Image point grounding data =
=== Section Start ===
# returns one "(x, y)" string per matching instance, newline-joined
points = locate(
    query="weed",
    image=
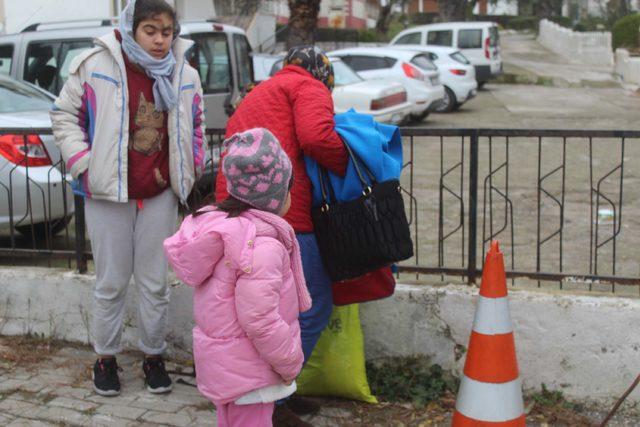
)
(409, 379)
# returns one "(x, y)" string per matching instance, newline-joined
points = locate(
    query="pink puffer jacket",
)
(246, 300)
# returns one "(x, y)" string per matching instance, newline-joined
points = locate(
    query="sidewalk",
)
(522, 54)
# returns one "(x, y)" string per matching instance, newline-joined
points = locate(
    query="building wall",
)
(20, 14)
(428, 6)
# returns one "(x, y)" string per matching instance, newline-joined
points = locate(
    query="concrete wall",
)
(627, 67)
(592, 48)
(587, 346)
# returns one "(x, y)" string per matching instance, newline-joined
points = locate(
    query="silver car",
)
(34, 193)
(41, 54)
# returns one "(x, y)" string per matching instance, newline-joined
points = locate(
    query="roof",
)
(375, 51)
(448, 25)
(444, 50)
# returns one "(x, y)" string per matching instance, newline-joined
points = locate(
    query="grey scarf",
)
(159, 69)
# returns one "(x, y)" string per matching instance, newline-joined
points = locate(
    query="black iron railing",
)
(554, 199)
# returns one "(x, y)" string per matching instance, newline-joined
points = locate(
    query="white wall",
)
(587, 346)
(21, 13)
(195, 9)
(592, 48)
(627, 67)
(501, 7)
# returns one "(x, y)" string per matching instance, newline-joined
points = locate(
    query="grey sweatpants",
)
(126, 240)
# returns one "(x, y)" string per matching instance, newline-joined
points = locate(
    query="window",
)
(458, 56)
(211, 59)
(423, 61)
(344, 75)
(411, 38)
(48, 62)
(440, 38)
(243, 58)
(6, 57)
(366, 63)
(470, 39)
(16, 97)
(494, 37)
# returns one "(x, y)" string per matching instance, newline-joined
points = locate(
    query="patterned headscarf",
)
(314, 60)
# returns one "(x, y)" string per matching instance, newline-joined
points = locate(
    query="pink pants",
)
(257, 415)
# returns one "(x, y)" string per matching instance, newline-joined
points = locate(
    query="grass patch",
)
(409, 379)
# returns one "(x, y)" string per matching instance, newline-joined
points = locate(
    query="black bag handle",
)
(366, 188)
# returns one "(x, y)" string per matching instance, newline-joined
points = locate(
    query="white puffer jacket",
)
(91, 122)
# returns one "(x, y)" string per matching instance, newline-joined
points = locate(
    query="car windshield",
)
(458, 56)
(16, 97)
(344, 75)
(423, 61)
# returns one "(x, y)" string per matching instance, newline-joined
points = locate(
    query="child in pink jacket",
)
(244, 262)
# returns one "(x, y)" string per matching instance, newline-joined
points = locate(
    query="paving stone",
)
(75, 392)
(173, 419)
(121, 411)
(75, 404)
(155, 404)
(10, 385)
(17, 407)
(28, 423)
(33, 386)
(63, 415)
(101, 420)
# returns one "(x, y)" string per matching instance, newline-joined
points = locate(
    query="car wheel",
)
(41, 229)
(448, 103)
(420, 117)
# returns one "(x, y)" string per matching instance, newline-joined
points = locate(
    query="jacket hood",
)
(204, 240)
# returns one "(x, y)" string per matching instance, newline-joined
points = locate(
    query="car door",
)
(470, 42)
(47, 62)
(211, 57)
(370, 66)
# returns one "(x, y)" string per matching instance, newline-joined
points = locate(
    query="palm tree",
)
(303, 20)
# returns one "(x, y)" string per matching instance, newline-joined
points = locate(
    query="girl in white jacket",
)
(129, 123)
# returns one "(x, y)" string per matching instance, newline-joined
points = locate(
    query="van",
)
(41, 54)
(478, 41)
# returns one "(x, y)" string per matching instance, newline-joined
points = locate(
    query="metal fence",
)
(554, 199)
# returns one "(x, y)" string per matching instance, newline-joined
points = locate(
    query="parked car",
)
(33, 191)
(456, 73)
(414, 70)
(478, 41)
(385, 100)
(41, 54)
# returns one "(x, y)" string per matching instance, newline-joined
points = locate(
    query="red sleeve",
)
(315, 127)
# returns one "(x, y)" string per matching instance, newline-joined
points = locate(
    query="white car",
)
(456, 73)
(414, 70)
(385, 100)
(478, 41)
(33, 191)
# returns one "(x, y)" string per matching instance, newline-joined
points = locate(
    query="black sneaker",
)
(155, 375)
(105, 377)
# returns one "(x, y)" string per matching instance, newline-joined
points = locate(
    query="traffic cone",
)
(491, 390)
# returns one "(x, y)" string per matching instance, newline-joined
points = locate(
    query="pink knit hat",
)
(257, 169)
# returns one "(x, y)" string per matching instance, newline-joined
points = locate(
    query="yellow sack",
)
(336, 367)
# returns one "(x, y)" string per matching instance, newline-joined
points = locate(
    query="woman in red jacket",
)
(296, 106)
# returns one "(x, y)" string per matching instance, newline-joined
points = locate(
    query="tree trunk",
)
(453, 10)
(384, 17)
(303, 20)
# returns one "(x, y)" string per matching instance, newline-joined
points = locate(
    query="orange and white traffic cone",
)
(491, 391)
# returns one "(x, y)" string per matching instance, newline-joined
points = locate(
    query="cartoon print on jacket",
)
(147, 137)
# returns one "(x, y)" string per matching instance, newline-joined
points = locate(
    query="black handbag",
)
(365, 234)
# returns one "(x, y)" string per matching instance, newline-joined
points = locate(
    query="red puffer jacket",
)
(298, 110)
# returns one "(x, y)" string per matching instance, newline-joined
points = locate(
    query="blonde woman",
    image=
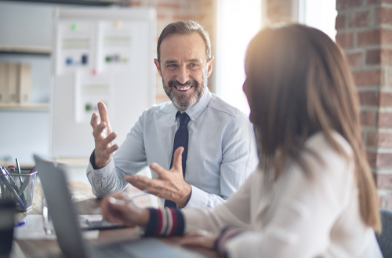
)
(313, 194)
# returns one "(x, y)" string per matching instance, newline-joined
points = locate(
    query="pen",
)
(12, 189)
(20, 223)
(20, 179)
(34, 169)
(9, 178)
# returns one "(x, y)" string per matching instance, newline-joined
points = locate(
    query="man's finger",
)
(98, 131)
(94, 120)
(108, 140)
(161, 172)
(103, 113)
(177, 159)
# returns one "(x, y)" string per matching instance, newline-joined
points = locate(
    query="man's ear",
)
(209, 66)
(156, 62)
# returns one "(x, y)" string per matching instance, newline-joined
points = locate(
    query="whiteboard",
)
(100, 54)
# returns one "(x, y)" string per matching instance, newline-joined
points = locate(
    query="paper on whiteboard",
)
(75, 46)
(89, 90)
(116, 45)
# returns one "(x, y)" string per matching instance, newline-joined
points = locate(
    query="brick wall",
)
(364, 31)
(168, 11)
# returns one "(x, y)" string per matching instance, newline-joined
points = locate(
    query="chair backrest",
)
(385, 238)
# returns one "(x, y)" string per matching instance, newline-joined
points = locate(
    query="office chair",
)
(385, 238)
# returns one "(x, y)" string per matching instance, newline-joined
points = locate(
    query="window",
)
(238, 22)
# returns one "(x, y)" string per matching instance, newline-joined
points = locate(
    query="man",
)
(219, 151)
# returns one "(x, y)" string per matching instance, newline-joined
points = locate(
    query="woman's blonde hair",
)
(301, 84)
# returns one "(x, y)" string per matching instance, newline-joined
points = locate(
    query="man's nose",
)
(183, 75)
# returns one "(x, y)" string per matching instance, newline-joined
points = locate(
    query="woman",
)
(313, 194)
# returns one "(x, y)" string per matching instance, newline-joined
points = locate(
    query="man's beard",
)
(182, 101)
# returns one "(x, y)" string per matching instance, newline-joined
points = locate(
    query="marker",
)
(12, 189)
(20, 179)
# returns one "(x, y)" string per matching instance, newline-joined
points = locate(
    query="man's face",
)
(184, 68)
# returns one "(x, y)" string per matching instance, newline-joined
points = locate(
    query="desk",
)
(85, 203)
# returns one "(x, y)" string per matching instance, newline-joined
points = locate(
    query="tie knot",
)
(184, 118)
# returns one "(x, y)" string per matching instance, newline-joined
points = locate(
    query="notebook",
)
(68, 232)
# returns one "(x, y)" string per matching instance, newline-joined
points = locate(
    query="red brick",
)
(386, 99)
(369, 78)
(354, 59)
(372, 139)
(373, 56)
(369, 98)
(383, 15)
(384, 181)
(376, 139)
(385, 140)
(345, 40)
(379, 57)
(340, 22)
(386, 37)
(359, 19)
(367, 117)
(384, 160)
(385, 119)
(369, 38)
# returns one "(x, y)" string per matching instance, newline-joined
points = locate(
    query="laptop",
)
=== Section End ===
TASK DIRECTIONS = Search the entries for "cone" and copy out each line that has it.

OUTPUT =
    query="traffic cone",
    query="orange and white traffic cone",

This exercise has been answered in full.